> **TASK TO COMPLETE**: Retype each record below word for word. Leave the pictures out.

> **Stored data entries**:
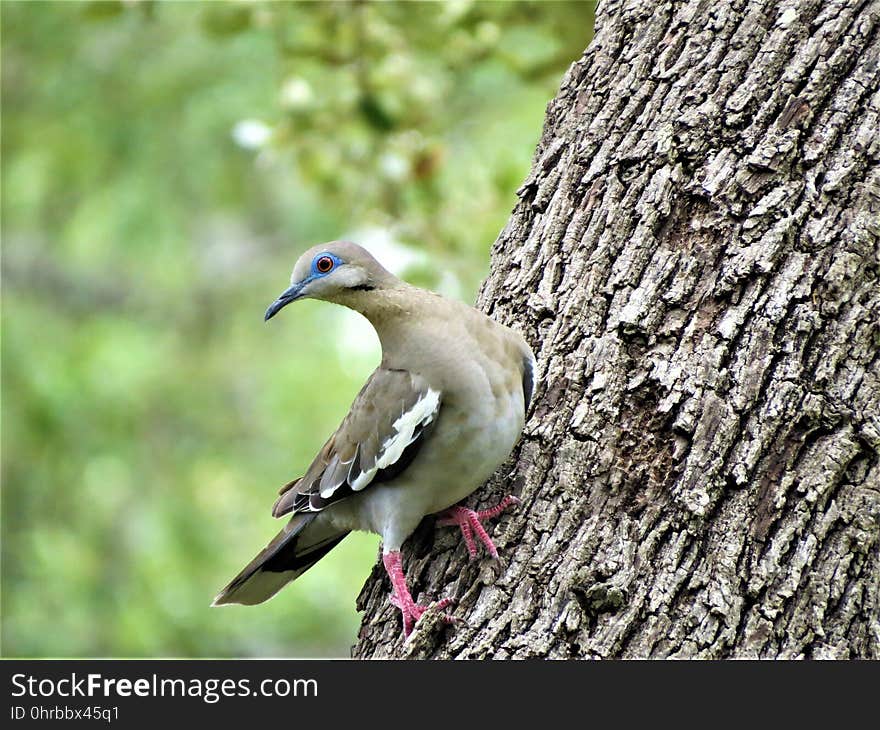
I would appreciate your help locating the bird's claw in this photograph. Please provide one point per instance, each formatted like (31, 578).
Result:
(470, 522)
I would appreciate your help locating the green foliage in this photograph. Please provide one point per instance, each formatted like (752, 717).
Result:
(163, 165)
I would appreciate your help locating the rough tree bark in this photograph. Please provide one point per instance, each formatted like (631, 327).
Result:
(695, 258)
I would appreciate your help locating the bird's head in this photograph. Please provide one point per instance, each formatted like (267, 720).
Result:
(338, 271)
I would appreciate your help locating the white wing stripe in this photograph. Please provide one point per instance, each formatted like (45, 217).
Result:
(421, 414)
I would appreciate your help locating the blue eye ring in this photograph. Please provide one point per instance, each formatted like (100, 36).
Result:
(324, 263)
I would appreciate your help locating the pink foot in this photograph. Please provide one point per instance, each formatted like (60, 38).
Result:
(401, 597)
(470, 521)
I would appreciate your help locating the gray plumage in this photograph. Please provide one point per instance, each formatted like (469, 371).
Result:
(441, 412)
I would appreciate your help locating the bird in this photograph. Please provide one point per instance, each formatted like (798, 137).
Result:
(441, 412)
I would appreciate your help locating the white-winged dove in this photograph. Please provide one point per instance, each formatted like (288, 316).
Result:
(441, 412)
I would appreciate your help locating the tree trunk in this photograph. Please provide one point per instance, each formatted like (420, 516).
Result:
(695, 259)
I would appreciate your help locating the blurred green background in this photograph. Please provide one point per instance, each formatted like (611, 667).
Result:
(163, 165)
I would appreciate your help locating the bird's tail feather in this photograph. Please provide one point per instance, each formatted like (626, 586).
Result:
(294, 550)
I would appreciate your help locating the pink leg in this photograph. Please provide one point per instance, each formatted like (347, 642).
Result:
(401, 596)
(470, 521)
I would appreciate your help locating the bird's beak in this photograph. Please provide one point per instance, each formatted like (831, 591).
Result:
(287, 296)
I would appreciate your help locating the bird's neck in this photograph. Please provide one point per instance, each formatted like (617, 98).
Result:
(394, 310)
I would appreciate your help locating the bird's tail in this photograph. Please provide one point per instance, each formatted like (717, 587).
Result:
(301, 544)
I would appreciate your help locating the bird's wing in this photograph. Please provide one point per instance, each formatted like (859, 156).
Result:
(384, 429)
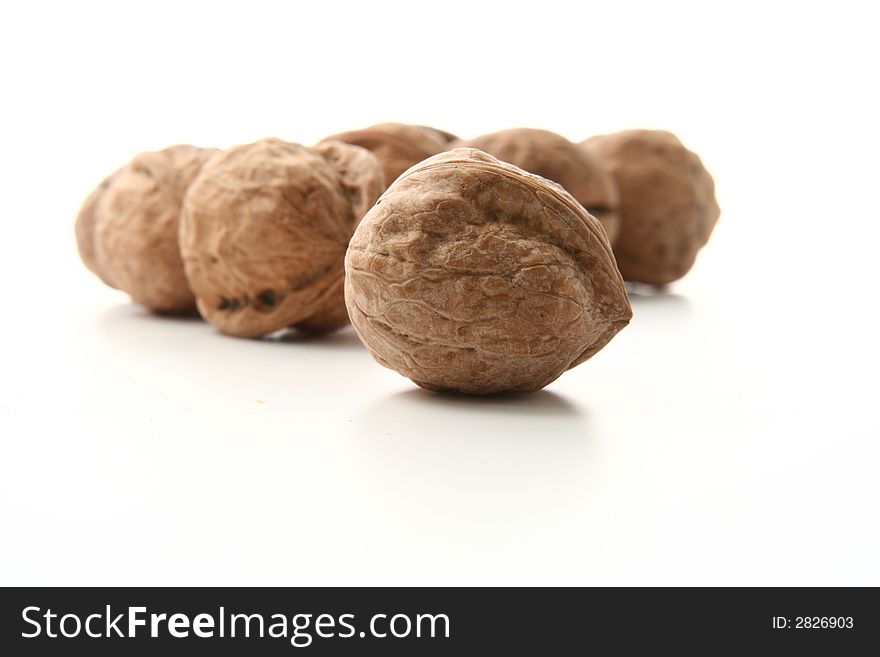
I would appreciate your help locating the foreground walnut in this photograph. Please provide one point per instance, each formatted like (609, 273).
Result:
(127, 229)
(398, 146)
(554, 157)
(264, 229)
(470, 274)
(668, 207)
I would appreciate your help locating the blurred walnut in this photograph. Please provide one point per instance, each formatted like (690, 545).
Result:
(398, 146)
(127, 229)
(264, 229)
(553, 157)
(470, 274)
(442, 135)
(668, 207)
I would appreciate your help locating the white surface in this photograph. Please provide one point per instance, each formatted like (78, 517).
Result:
(729, 435)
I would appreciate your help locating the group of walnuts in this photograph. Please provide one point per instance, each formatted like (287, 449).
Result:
(484, 265)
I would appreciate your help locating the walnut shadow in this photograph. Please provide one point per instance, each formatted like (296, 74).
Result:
(344, 338)
(135, 323)
(659, 299)
(543, 403)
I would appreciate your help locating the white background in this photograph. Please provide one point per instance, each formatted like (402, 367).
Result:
(729, 435)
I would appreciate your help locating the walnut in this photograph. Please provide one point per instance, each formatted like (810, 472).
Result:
(668, 207)
(442, 135)
(264, 229)
(397, 145)
(554, 157)
(127, 228)
(472, 275)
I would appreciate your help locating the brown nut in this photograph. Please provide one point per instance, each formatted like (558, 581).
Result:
(442, 135)
(264, 229)
(668, 207)
(126, 231)
(397, 145)
(470, 274)
(554, 157)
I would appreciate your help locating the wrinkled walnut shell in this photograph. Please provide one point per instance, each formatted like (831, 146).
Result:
(668, 207)
(472, 275)
(264, 229)
(554, 157)
(127, 229)
(398, 146)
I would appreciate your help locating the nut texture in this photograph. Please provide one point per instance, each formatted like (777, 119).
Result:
(554, 157)
(398, 146)
(264, 229)
(668, 207)
(472, 275)
(127, 228)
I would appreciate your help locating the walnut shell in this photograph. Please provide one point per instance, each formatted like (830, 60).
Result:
(668, 207)
(554, 157)
(472, 275)
(127, 229)
(398, 146)
(264, 229)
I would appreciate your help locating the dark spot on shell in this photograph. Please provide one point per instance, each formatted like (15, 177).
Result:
(267, 298)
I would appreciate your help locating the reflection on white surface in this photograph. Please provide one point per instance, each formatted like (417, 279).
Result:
(727, 436)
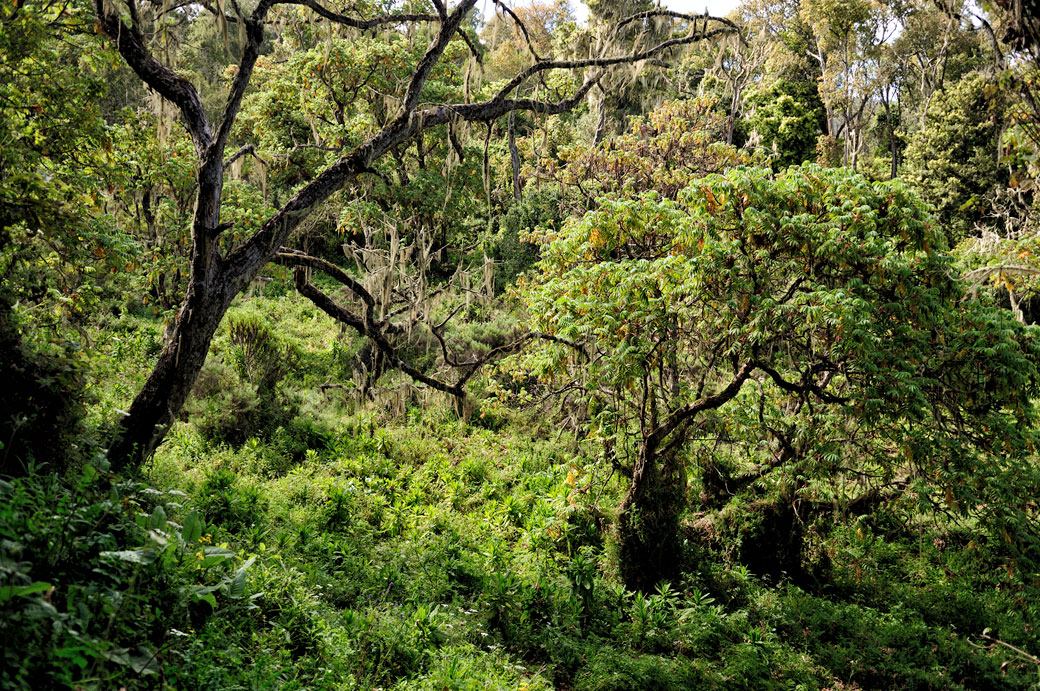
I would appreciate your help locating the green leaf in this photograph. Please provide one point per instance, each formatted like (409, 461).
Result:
(6, 592)
(213, 556)
(192, 528)
(158, 518)
(236, 589)
(132, 556)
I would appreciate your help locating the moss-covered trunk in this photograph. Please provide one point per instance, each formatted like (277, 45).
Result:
(650, 549)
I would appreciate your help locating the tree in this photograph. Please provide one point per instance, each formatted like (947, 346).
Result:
(217, 272)
(954, 161)
(821, 300)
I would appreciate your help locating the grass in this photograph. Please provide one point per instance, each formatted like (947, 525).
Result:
(348, 548)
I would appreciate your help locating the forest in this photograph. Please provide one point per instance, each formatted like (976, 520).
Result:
(430, 344)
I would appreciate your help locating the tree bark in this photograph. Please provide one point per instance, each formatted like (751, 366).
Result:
(648, 522)
(214, 279)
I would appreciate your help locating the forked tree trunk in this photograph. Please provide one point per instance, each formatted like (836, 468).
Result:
(648, 522)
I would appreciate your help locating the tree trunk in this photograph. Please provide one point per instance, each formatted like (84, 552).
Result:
(648, 522)
(209, 295)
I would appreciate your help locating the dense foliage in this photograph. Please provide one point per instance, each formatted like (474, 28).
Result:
(412, 346)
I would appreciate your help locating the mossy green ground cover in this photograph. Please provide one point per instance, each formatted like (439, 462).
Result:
(336, 545)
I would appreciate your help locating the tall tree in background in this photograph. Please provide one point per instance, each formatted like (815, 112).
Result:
(219, 273)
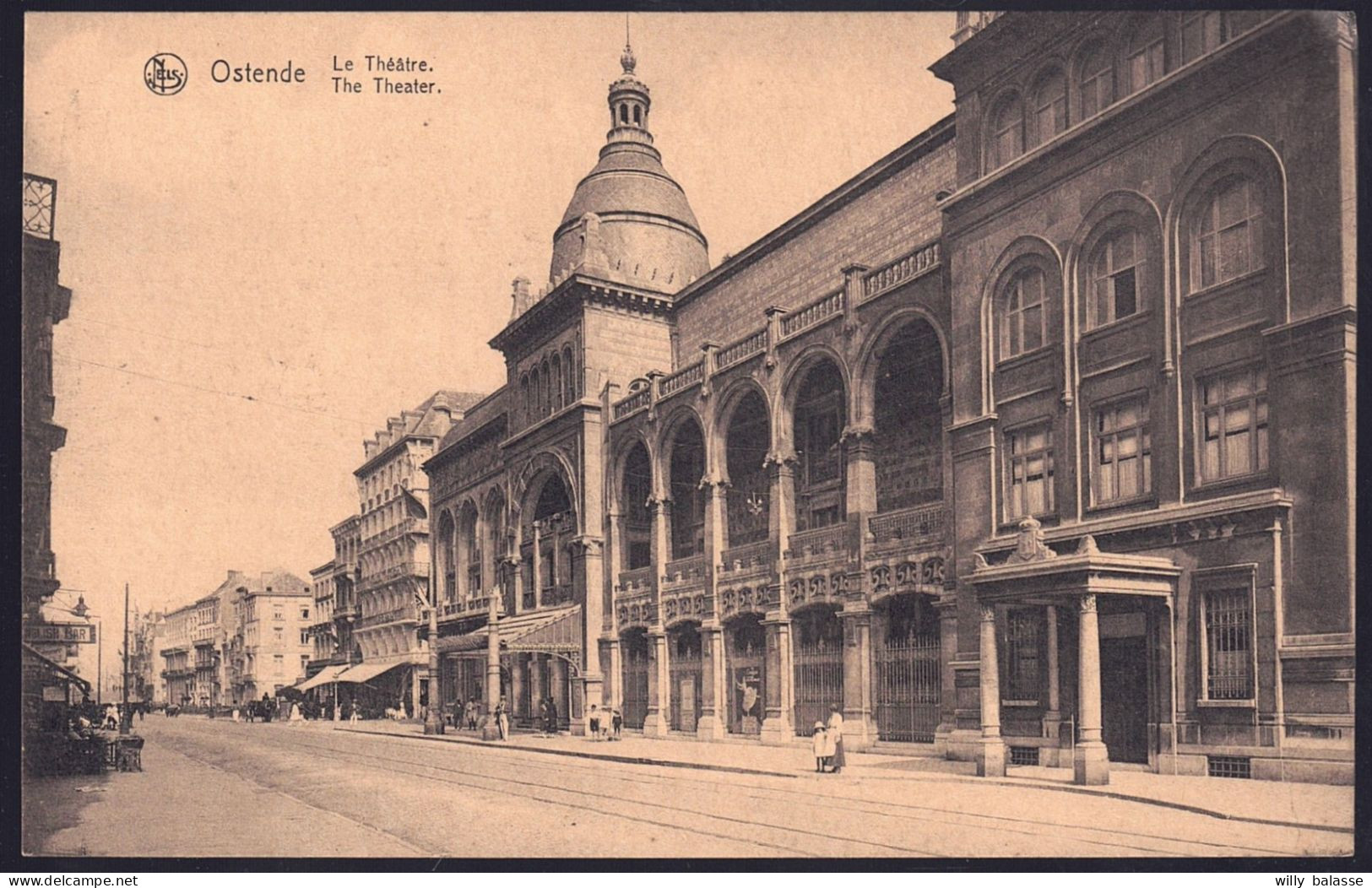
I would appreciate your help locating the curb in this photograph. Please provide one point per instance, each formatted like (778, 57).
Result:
(730, 769)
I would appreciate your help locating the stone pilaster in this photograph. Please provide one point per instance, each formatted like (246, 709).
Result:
(777, 726)
(659, 690)
(1090, 759)
(992, 759)
(713, 693)
(860, 715)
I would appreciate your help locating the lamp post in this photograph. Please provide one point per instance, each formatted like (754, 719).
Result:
(434, 721)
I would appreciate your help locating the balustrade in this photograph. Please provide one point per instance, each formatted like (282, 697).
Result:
(918, 524)
(746, 348)
(812, 313)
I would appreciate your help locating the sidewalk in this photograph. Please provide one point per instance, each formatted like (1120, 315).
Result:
(1262, 802)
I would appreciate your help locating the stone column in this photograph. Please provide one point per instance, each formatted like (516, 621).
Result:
(659, 692)
(537, 692)
(992, 759)
(1090, 759)
(538, 565)
(1053, 715)
(713, 693)
(777, 726)
(860, 715)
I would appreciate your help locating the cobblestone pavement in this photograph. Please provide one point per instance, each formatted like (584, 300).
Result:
(214, 788)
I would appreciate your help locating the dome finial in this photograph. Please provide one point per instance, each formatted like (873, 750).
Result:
(627, 58)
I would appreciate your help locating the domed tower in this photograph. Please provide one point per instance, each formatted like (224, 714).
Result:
(629, 217)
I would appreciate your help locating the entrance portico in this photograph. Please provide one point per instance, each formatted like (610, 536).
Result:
(1084, 583)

> **WRITTEN RESPONSE**:
I would appreciate your help locating the bird's claw in this photograph. Please provide one point per instance, each formatted like (31, 578).
Result:
(470, 522)
I would appreciate your help locating the green foliage in this photograph. Please provide one point per instance, each formatted like (752, 717).
Result:
(163, 165)
I would appreciate your help locating the rough tree bark in this photograph. Please provide one point per instance, each formatted like (631, 327).
Result:
(695, 258)
I would appreciate your help locating the bird's head in this photograph. Please provide one point per instance, each formatted like (267, 720).
Result:
(338, 271)
I would appreciate your help locating the white wing stripe in this photograph. Please provide one point per instance, each formatted like (45, 217).
Result:
(421, 414)
I would appreciate your help locating the blue eye ring in this photograph. Please provide one point per instance, each formatted like (100, 36).
Result:
(324, 263)
I would appreciate your help locating the pink foot in this photograph. Please provide one point per instance, each formatted like (60, 38).
Result:
(401, 597)
(470, 521)
I would appreciate your help locating the gray plumage in this photograph. Please provide one point per instance, each formatted like (469, 371).
Result:
(441, 412)
I would appreciate your help locating the bird in this photograph. Please provide one point per instance, each formatted like (798, 137).
Result:
(441, 412)
I would appreciate your help locating the white-winged dove in this photograph. Please provide one point per instance, each formatted like (288, 316).
Result:
(441, 412)
I would appreciate your help locating the tree trunk in this photograph. Please provide one point per instance, each formatted like (420, 516).
Result:
(695, 259)
I would appreciate your help locating the blurred green background in this photograph. Please provide one point per instance, each formatted like (611, 667).
Result:
(163, 165)
I would appreciate your help locating the bird's tail feather in this photograph. Please provide one point per instance, each formatted like (626, 586).
Result:
(294, 550)
I would appreciate your help locating the pink leg in this photograph. Please provide one point per instance, each formatted like (347, 642).
Result:
(401, 596)
(470, 521)
I would appreciate your help locating the bird's beak in this photograph. Please provide one point per instance, each formatted like (831, 591).
Result:
(287, 296)
I would appreciate your help locating the bird's neck in this photograph. Please provide one point per instance, each formatted like (617, 98).
Result:
(394, 310)
I would appreciate your help locating the bird's tail in this photograph. Please provide one point per instance, each formatted like (717, 587).
Result:
(301, 544)
I would appreciate your help locating the bird's wing in this photograph. Please provide one point per instance, each formatted like (859, 156).
Result:
(384, 429)
I would appreciate your help locating the foreground walnut in this photograph. Please provide one point per instance, each formatted like (609, 273).
Result:
(127, 229)
(398, 146)
(554, 157)
(264, 229)
(470, 274)
(668, 207)
I would appreciate your help locating the blurred walnut in this photograph. Please provide one point per instance, each formatted like (690, 545).
Result:
(398, 146)
(127, 229)
(264, 229)
(553, 157)
(470, 274)
(442, 135)
(668, 207)
I would appreciate your help locating the white surface in this photograph. Please provide one point per instance, each formatted like (78, 517).
Result:
(729, 435)
I would appreciate your help locating the group of walnuts in this photograph. Please provide one point per instance, each formatted like (287, 449).
Result:
(484, 265)
I would appreciate your help locating the walnut shadow in this photograph. Please provide one point per instance, each formatted like (296, 74).
Result:
(344, 338)
(135, 323)
(659, 299)
(543, 403)
I would appreciate your help locating the white background in this photograph. Please provide one point per instance, each formatted like (402, 367).
Result:
(729, 435)
I would appreciate your help locating the walnut in this photograph. Please provide one point per instance, each formatted like (810, 472).
Result:
(668, 207)
(442, 135)
(264, 229)
(397, 145)
(554, 157)
(127, 228)
(472, 275)
I would appreciate your help locating the brown nut in this photograph. Please provide one point per instance, each formatted like (558, 581).
Result:
(442, 135)
(264, 229)
(668, 207)
(126, 231)
(397, 145)
(470, 274)
(554, 157)
I would appreciate your help locating the wrinkled walnut shell in this photograph. Please provide one point per instance, each formatted like (831, 146).
Result:
(668, 207)
(472, 275)
(264, 229)
(554, 157)
(127, 229)
(398, 146)
I would appreciate your help locating the nut texture in this photograph. Please provide one point per instance, each formatted like (777, 119).
Result:
(554, 157)
(398, 146)
(264, 229)
(668, 207)
(472, 275)
(127, 228)
I would appreciate your help locating the walnut shell in this photograph. Please provide one point per instance, each formatted like (830, 60).
Result:
(668, 207)
(554, 157)
(472, 275)
(127, 229)
(398, 146)
(264, 229)
I would appreciate your help locating the dark spot on shell in this photograph. Please provide one point per instance, each formatted like (15, 177).
Result:
(267, 298)
I would appreciate your help locating the reflection on white surface in this photograph. Please provide one point per instance, each formatted like (417, 279).
Result:
(727, 436)
I would appreciate your help locating the green leaf in this photograph. Please provide one point per instance, each formatted like (409, 461).
Result:
(6, 592)
(213, 556)
(192, 528)
(158, 518)
(236, 589)
(132, 556)
I would appreciate your help locating the moss-covered trunk in this photograph. Please provide one point per instance, each formatted like (277, 45).
Result:
(650, 549)
I would appreciate your help locating the tree in this photograph. Please provide one point per instance, each formatted like (947, 346).
Result:
(217, 272)
(954, 161)
(821, 300)
I would appreciate your help locating the grass in this photograph. Please provide one point per instance, each formatted like (947, 525).
Result:
(348, 548)
I would appreciate your help locating the forest in this photograph. Please provide one point per instance, each formatted like (976, 520).
Result:
(430, 344)
I would appreciate your help locating the tree bark in this photograph. Please provide one point per instance, each formatted like (751, 366).
Result:
(648, 522)
(214, 279)
I would appreciate your help locating the forked tree trunk in this photograph. Please provide one point per instance, each formatted like (836, 468).
Result:
(648, 522)
I would appreciate your help locating the tree trunk in this photograph. Please provide one point per instance, each formatted like (84, 552).
Result:
(648, 522)
(209, 295)
I would appreciate your help locating the dense foliage in this photograph. Please provide one point per instance, each formatted like (474, 28).
Result:
(412, 346)
I would appreciate your help locating the mossy green ground cover in this photograph. Please provide one point per instance, each formatted like (439, 462).
Result:
(336, 545)
I would appreciate your help locating the tall tree in background in this photograph. Please provide one point per instance, each formatted like (815, 112).
Result:
(219, 273)
I would appreciate your help locating the curb in this photograph. Please provide one point per instance, each formatted like (778, 57).
Result:
(730, 769)
I would appreciate your help locating the stone pilaster in this photograph. Please provide one point per instance, each formatted like (246, 709).
Result:
(777, 726)
(659, 690)
(1090, 759)
(992, 759)
(713, 693)
(860, 715)
I would appreciate your help locating the lamp post in this photograph. Please provide one point per instance, each formatted like (754, 719).
Result:
(434, 721)
I would appreciate your help locating the balustrade in this photograph. Please provide one point per instance, each formatted like (282, 697).
Result:
(918, 524)
(746, 348)
(812, 313)
I would appreciate your help locating the sidewalk in this photograph. Please provide one point per instance, each formatted like (1120, 315).
Result:
(1262, 802)
I would appreciate your help locating the stone column in this photograph. Please provide one point per instance, each formatted like (516, 621).
Result:
(659, 692)
(537, 692)
(992, 759)
(1090, 759)
(538, 565)
(1053, 715)
(713, 693)
(777, 726)
(860, 715)
I would appreciate your help locating the cobblestone pavement in this photograph. Please provide one point per instance, each formatted like (584, 300).
Result:
(214, 788)
I would appreciate your help locating the dome finial in this photograph. Please provide one point per instance, each formatted like (873, 750).
Result:
(627, 58)
I would appreciate your help locating the domed tower in this photograph. Please provide one point per instance, each formatted like (224, 714).
Result:
(629, 217)
I would appreciate your help locating the entrance portico in this photograph. Please provide one point per instance, each formatted like (610, 536).
Result:
(1084, 583)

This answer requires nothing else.